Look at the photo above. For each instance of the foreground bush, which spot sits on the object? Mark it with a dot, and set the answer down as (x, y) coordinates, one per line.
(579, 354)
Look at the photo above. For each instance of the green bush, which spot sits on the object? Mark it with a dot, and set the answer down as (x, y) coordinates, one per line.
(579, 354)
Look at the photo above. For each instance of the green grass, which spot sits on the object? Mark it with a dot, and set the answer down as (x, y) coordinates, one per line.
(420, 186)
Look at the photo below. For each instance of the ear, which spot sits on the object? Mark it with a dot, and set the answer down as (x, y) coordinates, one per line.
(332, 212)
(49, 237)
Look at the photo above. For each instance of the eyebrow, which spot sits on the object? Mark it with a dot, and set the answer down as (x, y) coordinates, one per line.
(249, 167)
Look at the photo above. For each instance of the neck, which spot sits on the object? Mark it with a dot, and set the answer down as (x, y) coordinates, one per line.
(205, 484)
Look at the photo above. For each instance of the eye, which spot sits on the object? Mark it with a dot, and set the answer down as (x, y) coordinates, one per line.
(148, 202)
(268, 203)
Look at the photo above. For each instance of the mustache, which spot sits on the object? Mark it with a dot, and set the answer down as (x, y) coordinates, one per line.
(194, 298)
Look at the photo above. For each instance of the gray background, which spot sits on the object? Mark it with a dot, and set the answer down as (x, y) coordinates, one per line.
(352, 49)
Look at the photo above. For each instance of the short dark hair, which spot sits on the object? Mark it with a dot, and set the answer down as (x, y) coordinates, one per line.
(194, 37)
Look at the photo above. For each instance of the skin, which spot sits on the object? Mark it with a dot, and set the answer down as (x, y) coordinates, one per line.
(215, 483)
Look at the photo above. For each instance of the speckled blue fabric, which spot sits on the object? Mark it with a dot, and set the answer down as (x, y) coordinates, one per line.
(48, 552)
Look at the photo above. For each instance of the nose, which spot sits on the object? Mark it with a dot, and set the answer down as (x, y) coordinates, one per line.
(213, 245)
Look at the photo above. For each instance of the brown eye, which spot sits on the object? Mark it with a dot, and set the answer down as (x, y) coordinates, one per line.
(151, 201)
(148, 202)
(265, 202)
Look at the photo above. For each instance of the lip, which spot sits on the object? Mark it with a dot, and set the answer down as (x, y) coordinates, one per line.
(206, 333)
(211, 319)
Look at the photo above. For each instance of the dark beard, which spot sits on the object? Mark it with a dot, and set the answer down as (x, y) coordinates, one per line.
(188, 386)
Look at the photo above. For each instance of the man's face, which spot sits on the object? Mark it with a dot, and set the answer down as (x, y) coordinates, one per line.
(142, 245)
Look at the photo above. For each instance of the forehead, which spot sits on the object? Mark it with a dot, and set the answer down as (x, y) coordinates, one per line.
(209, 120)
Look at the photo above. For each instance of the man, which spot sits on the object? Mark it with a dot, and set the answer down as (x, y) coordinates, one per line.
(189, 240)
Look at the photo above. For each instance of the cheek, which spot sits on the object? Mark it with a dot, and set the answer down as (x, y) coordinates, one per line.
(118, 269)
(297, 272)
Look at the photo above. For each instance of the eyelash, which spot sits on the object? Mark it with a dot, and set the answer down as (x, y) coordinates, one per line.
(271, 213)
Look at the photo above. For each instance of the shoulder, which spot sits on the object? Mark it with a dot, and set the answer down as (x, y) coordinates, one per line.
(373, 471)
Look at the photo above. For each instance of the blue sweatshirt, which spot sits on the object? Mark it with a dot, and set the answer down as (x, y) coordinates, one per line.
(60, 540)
* * *
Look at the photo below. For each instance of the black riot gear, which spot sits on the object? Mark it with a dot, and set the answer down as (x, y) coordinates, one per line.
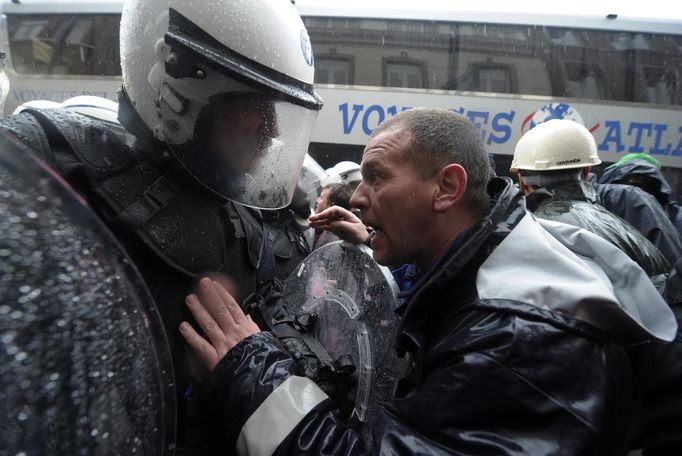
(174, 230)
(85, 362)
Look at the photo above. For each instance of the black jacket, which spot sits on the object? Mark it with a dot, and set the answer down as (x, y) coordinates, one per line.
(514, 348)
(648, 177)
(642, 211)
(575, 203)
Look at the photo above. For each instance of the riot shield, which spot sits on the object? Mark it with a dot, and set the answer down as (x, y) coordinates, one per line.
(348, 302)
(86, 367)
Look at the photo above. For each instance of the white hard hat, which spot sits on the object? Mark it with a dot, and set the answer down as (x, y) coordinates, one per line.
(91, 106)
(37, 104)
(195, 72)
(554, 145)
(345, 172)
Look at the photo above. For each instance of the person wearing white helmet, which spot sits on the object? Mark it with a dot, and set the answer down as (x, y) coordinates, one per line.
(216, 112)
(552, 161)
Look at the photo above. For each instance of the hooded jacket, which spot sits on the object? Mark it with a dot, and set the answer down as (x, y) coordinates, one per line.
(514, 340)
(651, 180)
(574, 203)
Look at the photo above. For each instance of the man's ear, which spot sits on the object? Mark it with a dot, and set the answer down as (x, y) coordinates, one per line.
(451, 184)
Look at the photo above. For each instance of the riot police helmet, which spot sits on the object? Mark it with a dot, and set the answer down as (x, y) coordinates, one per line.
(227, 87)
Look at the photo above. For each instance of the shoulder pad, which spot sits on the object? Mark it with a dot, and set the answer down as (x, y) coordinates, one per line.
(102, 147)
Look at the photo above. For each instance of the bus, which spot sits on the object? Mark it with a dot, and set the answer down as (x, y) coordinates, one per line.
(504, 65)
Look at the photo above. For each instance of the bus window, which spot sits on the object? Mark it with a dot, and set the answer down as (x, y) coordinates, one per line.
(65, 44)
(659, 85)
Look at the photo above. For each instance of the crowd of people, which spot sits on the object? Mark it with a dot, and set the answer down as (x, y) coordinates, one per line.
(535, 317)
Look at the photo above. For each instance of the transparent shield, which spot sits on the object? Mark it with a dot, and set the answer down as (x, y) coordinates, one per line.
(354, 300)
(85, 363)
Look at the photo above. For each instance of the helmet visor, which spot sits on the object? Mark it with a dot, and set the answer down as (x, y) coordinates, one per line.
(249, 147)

(What you are asked to do): Count the lines in the data above that contain the string "riot", and reply with the number alone.

(Right answer): 3